◆ **PROMPT**: Copy out the lines of the listing below exactly, from the line containing "of the snow-covered" down through the end of the listing.
-- start of LISTED RECORDS --
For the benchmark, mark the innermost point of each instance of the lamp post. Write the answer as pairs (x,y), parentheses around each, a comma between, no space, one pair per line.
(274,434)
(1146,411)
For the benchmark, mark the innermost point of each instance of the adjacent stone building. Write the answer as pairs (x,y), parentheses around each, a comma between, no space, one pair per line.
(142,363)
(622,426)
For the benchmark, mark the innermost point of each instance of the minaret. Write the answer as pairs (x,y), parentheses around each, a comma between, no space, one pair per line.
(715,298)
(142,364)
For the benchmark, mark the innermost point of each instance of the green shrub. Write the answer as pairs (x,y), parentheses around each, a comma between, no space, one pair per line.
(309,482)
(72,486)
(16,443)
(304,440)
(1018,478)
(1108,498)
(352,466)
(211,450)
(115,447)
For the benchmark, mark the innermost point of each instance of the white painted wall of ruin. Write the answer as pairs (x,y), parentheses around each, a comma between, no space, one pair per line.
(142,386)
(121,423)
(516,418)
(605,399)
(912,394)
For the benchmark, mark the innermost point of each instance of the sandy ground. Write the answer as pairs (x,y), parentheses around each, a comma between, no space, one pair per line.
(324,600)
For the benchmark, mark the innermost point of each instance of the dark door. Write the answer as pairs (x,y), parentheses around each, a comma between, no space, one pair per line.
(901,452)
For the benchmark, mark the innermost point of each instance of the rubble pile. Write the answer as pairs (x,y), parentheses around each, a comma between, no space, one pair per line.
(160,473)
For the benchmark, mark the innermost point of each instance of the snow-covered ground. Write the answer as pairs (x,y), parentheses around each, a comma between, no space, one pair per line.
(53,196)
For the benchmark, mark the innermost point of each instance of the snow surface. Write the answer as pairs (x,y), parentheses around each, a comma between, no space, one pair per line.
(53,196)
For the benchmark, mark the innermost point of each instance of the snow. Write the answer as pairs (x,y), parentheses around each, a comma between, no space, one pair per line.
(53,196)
-- end of LISTED RECORDS --
◆ **ANSWER FOR THIS EXERCISE**:
For the benchmark, mark the innermost point of each instance of the snow-covered ground. Write the answer as pairs (x,y), parentheses around each, a comma between, no space, one pair per line.
(53,196)
For the benchmark, mark the innermost point of each instance of the snow surface. Write the answer as pairs (x,y), parentheses around each, a comma between, no space, one pair per line.
(53,196)
For the benchmark, mark the innermost point of each instance of the snow. Write the answer as pairs (x,y), parentheses around each, a comma between, no space, one pair per line.
(53,196)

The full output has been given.